**EXERCISES TO COMPLETE**
- a) List every username under which a post appears in the swarm traps thread.
- b) Answer these questions from the swarm traps thread:
(i) In what region did SHAWHANBEEK begin catching swarms in mid April of the previous year?
(ii) How many hives is capitalcrew starting with this year?
(iii) Until when does capitalcrew expect no swarms in the Fultonville area?
- c) In the swarm traps thread, condense the paragraph that begins "We started catching swarms here in SW Ohio" while keeping its main facts.

**DOCUMENT TEXT**
**********

# Swarm Traps



## Tejones121 (Apr 28, 2015)

Now.


----------



## SHAWHANBEEK (Feb 7, 2016)

You can check the post your swarm dates on this site to get a feeling when swarms are happening in your area. It has historic data also from years past.

We started catching swarms here in SW Ohio in mid April last year.2 weeks earlier than usual. This year I expected it to be even earlier then we had a long cold spell. 

I am currently setting traps.


----------



## capitalcrew (Apr 3, 2017)

I'm new, I've never caught a swarm, I'm starting with my first two hives this year so take everything I say with a grain of salt. 

I don't think you're going to have to worry about any swarms until the beginning of May in Fultonville area. I saw a few people downstate claiming to have caught swarms at the end of April but the weather down there is a lot different than around here.


----------



## rg58612455 (Jun 15, 2015)

capitalcrew said:


> I'm new, I've never caught a swarm, I'm starting with my first two hives this year so take everything I say with a grain of salt.
> 
> I don't think you're going to have to worry about any swarms until the beginning of May in Fultonville area. I saw a few people downstate claiming to have caught swarms at the end of April but the weather down there is a lot different than around here.

**********

**ROWS**
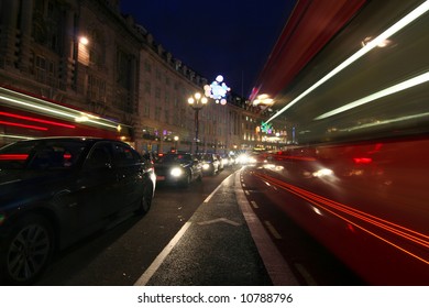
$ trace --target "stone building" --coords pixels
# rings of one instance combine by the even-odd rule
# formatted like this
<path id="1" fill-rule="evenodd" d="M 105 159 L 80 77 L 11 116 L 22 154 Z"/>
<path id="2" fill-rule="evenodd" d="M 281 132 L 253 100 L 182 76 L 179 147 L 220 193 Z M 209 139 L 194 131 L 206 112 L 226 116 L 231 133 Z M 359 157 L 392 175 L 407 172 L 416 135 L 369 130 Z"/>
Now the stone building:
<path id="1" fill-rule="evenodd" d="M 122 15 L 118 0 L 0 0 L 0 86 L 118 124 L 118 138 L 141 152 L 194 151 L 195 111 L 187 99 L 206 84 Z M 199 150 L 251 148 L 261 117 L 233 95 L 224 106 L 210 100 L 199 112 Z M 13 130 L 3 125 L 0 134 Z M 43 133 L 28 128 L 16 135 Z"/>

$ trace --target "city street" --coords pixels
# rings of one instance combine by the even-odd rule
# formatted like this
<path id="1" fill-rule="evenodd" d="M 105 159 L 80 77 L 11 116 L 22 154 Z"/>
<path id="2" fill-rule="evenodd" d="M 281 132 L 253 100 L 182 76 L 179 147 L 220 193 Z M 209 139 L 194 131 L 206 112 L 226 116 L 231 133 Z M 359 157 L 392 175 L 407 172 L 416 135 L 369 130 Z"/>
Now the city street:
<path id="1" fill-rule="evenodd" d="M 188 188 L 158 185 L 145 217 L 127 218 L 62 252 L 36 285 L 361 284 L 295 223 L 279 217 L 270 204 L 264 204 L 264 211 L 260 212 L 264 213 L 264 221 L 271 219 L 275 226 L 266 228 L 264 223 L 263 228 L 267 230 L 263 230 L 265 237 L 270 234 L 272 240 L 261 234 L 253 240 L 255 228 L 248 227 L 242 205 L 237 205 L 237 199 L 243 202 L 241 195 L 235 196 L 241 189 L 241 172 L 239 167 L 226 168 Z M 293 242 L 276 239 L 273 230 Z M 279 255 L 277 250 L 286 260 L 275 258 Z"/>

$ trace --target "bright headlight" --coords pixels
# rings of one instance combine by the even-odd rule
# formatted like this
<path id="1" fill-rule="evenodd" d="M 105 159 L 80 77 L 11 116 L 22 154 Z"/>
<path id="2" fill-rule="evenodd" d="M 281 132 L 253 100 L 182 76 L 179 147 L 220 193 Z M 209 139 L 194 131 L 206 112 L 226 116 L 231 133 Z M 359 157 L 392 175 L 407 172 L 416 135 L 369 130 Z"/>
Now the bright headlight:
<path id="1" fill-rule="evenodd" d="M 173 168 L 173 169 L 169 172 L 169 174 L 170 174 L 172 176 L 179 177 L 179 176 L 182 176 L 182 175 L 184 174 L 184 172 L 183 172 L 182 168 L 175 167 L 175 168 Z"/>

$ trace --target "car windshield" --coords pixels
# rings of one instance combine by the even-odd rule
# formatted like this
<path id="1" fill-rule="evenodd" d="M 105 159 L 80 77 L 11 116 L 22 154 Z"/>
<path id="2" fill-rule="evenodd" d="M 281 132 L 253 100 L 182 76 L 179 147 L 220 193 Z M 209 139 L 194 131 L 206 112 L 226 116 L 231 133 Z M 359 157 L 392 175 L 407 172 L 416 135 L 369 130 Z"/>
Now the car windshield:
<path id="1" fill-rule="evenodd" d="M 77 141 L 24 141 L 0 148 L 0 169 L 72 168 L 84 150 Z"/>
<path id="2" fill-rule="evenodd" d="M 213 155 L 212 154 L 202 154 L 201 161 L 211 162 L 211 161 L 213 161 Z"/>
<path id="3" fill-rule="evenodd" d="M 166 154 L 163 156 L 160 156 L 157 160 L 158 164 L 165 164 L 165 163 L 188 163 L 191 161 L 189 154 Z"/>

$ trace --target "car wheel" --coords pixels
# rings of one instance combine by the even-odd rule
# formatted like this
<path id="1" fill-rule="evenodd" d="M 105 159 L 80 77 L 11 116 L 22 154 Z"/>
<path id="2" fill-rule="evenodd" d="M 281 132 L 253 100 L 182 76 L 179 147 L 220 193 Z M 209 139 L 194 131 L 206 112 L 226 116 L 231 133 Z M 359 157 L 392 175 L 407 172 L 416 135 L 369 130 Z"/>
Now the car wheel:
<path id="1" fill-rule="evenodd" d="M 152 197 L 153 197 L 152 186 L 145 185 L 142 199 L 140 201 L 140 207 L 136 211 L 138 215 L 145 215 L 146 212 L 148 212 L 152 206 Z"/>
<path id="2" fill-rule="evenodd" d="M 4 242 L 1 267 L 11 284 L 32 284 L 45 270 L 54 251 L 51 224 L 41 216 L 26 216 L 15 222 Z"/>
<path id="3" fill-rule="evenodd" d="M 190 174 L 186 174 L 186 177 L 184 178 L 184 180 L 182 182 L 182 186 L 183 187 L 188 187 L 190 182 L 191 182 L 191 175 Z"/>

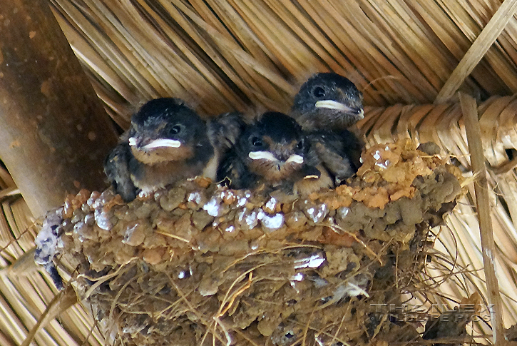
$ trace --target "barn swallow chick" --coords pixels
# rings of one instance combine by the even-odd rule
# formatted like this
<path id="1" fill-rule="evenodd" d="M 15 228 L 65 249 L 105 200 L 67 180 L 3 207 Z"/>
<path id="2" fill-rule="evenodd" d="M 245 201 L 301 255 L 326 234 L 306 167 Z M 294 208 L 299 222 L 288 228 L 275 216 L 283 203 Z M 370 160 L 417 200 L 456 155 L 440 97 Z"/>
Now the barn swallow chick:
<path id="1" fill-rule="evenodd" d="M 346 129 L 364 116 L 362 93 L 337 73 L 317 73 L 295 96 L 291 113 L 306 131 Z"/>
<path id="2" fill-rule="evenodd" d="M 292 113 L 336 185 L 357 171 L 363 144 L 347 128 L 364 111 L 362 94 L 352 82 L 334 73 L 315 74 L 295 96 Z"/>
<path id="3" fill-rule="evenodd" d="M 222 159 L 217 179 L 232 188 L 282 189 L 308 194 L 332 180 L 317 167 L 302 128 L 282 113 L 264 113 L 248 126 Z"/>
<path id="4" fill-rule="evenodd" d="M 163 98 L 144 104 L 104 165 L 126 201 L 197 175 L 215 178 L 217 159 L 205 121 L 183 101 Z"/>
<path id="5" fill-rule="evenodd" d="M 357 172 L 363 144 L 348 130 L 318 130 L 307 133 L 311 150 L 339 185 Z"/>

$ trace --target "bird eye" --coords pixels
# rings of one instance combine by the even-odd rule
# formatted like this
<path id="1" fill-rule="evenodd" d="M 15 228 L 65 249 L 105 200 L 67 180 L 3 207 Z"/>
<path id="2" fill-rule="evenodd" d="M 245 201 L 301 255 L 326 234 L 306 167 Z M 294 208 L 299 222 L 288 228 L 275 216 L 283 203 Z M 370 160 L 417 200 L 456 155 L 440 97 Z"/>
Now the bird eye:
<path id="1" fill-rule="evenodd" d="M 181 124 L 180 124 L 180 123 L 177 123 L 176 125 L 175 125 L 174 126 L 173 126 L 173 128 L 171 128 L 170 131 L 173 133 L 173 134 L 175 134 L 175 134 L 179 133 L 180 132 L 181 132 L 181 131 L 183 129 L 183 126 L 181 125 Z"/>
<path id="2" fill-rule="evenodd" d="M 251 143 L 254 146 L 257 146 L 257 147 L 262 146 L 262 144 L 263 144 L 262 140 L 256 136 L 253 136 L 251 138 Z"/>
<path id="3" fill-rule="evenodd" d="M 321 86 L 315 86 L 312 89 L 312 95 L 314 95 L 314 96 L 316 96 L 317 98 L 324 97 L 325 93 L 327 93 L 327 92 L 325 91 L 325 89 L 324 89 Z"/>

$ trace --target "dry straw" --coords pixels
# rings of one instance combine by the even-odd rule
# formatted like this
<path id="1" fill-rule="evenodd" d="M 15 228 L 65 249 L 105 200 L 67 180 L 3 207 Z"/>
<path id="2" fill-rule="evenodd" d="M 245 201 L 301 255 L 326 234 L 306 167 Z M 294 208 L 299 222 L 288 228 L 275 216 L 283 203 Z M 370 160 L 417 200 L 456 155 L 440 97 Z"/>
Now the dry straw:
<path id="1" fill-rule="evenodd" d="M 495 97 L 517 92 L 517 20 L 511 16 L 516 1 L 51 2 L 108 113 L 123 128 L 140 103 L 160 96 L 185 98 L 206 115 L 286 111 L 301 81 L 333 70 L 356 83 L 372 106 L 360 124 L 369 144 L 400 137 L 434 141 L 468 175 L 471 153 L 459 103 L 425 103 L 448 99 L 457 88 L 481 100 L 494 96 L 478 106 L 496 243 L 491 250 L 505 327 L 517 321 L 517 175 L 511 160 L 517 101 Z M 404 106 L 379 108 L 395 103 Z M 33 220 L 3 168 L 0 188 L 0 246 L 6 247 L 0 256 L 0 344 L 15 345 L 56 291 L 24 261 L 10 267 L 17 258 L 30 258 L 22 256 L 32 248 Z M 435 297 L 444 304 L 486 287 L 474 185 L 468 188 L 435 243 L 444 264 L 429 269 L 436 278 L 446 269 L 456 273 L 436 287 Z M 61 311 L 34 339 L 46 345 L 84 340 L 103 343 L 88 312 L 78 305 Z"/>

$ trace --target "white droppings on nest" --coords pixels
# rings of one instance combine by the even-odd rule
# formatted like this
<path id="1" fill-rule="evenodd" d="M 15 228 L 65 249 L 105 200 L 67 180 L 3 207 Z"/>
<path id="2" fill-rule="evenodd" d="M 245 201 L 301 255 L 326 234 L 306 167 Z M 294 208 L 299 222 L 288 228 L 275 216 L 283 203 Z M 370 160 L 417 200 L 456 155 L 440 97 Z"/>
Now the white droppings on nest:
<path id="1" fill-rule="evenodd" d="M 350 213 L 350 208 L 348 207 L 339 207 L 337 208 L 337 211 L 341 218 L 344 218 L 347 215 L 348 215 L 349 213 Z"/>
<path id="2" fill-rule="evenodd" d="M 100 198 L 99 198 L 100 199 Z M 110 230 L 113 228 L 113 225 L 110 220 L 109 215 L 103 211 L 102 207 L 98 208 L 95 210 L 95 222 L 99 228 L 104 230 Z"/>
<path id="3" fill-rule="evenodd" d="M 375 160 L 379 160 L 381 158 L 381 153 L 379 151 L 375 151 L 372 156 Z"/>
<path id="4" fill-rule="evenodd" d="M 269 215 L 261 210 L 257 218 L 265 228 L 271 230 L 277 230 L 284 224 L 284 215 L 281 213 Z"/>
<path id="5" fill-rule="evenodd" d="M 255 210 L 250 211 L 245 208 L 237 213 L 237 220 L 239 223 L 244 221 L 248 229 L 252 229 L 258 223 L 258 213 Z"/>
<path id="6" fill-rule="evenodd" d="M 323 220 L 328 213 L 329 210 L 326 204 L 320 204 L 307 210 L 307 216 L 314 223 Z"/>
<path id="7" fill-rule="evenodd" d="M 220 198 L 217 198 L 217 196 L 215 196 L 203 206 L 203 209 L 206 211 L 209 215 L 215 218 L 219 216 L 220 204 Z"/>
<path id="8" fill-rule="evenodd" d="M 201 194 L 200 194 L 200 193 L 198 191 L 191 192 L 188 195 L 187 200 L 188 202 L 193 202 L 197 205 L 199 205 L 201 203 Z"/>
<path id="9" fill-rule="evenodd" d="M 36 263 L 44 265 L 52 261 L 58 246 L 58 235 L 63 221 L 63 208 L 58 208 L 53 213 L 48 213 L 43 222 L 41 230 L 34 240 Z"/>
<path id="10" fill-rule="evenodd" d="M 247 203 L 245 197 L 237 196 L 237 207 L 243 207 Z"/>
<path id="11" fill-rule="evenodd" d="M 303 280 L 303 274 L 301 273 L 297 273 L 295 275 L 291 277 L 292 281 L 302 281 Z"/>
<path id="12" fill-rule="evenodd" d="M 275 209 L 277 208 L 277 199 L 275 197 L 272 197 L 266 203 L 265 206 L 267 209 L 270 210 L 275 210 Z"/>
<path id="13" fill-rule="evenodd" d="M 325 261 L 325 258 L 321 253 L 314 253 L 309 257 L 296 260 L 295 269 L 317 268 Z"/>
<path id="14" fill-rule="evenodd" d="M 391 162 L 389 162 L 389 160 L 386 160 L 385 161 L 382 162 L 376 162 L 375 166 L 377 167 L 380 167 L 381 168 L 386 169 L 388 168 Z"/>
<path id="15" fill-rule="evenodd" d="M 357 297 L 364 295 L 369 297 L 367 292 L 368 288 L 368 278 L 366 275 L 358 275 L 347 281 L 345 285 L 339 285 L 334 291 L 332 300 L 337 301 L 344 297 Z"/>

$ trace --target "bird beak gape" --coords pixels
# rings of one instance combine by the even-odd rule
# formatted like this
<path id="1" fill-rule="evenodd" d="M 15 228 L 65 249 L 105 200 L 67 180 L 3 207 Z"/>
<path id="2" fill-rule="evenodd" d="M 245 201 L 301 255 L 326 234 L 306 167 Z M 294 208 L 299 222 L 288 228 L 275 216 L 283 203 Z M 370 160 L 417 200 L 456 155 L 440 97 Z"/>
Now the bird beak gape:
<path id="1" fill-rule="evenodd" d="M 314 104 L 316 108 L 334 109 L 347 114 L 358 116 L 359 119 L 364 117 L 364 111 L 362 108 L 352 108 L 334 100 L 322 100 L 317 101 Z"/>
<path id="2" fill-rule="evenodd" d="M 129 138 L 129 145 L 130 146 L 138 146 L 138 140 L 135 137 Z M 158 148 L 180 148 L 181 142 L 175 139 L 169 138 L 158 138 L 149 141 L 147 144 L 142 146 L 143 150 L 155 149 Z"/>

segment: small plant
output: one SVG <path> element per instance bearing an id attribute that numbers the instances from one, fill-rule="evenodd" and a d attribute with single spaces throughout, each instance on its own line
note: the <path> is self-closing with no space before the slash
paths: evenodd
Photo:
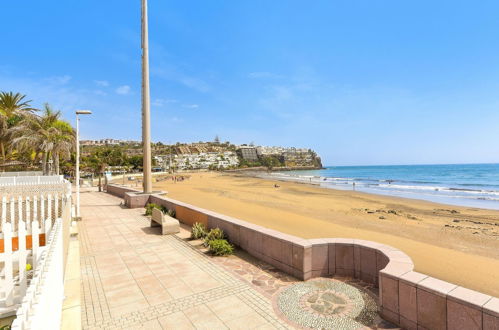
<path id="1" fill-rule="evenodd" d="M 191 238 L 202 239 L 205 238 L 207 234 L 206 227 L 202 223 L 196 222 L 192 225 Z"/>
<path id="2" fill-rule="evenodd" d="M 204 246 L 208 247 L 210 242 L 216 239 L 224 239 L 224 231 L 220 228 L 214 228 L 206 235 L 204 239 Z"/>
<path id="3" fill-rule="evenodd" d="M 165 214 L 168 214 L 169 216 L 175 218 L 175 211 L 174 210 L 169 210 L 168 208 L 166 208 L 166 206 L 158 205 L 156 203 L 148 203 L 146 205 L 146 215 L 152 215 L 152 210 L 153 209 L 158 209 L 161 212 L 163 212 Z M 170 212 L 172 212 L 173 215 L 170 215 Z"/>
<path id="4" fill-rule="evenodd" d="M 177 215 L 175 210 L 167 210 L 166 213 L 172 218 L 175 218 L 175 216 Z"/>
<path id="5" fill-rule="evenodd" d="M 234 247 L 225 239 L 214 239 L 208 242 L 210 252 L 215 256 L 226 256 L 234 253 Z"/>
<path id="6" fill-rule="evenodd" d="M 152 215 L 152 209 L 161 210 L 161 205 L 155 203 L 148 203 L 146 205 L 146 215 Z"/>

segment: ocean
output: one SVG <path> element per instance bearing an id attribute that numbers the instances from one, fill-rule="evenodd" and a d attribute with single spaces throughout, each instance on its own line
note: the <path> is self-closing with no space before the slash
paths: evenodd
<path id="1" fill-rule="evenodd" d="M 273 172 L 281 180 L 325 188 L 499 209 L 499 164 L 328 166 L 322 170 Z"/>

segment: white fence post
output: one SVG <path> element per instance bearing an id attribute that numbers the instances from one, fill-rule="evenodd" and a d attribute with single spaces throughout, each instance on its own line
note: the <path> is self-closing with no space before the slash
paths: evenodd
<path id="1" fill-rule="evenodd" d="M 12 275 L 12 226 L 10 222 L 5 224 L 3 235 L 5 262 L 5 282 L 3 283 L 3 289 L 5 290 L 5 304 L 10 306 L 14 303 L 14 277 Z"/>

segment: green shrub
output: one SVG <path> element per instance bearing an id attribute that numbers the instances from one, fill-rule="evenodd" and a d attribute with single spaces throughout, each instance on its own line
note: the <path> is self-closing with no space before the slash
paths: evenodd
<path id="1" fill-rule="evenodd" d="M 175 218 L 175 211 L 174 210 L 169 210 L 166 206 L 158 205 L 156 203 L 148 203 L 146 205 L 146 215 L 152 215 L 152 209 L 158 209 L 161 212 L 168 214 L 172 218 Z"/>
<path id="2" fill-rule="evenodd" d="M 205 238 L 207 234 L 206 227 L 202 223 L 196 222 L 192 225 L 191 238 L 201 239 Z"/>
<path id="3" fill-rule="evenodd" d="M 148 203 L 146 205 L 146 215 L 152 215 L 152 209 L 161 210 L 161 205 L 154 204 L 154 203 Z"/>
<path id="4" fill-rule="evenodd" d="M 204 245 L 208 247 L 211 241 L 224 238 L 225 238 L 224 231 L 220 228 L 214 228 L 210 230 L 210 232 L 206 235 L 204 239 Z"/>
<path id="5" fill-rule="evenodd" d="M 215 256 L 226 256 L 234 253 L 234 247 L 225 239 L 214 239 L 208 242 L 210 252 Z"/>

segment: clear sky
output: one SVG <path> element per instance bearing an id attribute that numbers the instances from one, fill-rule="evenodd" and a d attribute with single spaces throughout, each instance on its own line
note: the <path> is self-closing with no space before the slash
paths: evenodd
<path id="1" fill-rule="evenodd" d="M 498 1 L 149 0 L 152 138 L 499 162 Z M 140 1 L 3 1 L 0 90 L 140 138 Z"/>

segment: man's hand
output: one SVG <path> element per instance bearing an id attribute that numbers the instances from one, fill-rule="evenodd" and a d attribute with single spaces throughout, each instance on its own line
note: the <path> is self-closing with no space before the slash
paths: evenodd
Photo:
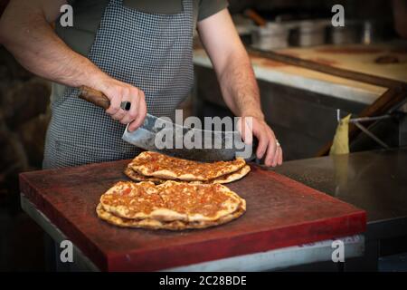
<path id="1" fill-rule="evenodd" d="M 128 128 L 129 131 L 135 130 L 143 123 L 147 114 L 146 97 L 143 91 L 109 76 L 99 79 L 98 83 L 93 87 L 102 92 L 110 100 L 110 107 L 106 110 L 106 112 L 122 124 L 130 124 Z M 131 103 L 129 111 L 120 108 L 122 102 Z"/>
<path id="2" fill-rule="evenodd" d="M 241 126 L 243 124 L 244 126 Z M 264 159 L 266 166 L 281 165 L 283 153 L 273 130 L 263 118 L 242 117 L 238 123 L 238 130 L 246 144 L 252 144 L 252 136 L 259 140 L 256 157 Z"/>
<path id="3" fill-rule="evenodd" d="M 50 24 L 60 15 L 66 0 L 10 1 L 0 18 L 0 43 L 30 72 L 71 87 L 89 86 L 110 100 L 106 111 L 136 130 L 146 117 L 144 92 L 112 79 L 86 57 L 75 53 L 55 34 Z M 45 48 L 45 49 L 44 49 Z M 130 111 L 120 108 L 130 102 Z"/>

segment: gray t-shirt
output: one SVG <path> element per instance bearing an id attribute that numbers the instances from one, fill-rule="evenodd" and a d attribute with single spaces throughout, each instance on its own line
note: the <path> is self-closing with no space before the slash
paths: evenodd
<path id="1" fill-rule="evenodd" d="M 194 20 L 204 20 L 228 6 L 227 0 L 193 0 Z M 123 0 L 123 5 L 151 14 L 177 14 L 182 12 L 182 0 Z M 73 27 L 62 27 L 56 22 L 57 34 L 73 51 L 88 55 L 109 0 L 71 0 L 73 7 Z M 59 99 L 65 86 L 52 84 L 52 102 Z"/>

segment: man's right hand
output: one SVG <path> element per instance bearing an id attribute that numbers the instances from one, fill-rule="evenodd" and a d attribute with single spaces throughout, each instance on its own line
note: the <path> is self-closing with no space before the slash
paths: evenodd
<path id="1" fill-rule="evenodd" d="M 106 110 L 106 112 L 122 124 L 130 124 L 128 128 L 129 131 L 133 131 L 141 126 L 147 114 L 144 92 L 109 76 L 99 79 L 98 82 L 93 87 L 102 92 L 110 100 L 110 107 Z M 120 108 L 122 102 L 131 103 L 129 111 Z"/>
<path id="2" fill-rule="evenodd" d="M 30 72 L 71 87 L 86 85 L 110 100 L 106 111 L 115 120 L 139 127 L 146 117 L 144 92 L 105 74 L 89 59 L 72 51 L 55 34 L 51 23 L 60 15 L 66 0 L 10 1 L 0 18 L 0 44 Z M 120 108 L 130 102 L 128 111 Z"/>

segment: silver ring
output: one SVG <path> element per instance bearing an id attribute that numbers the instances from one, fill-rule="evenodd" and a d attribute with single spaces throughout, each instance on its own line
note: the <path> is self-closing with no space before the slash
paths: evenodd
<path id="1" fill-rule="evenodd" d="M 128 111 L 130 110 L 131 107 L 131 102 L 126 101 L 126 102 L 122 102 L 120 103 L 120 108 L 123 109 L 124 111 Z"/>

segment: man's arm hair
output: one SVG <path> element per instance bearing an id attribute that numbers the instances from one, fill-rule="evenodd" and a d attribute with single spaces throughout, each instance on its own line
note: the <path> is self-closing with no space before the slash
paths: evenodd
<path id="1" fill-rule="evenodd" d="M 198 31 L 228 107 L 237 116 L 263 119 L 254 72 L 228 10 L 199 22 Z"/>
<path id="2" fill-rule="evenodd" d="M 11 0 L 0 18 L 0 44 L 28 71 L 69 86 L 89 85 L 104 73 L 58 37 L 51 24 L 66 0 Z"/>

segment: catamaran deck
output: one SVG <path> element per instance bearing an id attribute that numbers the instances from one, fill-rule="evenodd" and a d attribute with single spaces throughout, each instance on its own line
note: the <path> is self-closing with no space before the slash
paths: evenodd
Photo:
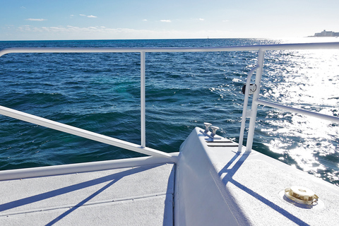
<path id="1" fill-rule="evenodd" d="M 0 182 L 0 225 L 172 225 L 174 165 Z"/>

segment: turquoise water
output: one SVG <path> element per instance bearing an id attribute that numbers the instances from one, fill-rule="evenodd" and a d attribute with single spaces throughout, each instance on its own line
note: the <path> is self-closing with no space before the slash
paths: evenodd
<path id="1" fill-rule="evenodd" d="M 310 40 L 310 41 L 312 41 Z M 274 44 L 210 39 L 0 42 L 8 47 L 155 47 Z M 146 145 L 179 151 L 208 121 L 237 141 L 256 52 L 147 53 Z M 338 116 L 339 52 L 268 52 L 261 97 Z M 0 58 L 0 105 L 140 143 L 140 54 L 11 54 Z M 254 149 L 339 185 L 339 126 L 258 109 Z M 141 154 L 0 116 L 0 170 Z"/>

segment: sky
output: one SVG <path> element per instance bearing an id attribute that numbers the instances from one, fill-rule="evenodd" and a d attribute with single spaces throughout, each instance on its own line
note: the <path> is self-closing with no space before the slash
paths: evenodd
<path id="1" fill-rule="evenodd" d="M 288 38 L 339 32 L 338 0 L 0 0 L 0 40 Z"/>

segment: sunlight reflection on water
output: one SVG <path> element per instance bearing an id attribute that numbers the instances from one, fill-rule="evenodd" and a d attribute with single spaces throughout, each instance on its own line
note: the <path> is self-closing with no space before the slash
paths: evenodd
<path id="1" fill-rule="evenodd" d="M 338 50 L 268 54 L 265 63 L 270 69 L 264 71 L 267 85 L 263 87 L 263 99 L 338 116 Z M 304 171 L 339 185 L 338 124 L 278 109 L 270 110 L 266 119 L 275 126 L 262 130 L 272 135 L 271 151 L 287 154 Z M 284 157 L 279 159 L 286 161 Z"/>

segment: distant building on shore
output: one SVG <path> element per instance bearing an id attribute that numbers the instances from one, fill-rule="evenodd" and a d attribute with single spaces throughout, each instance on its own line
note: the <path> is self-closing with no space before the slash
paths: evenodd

**********

**PER-TASK OUTPUTS**
- a)
Tejones121
SHAWHANBEEK
capitalcrew
rg58612455

- b)
(i) SW Ohio
(ii) Two
(iii) The beginning of May

- c) In SW Ohio, swarm catching began in mid April last year, two weeks earlier than usual. An even earlier start was expected this year, but a long cold spell followed.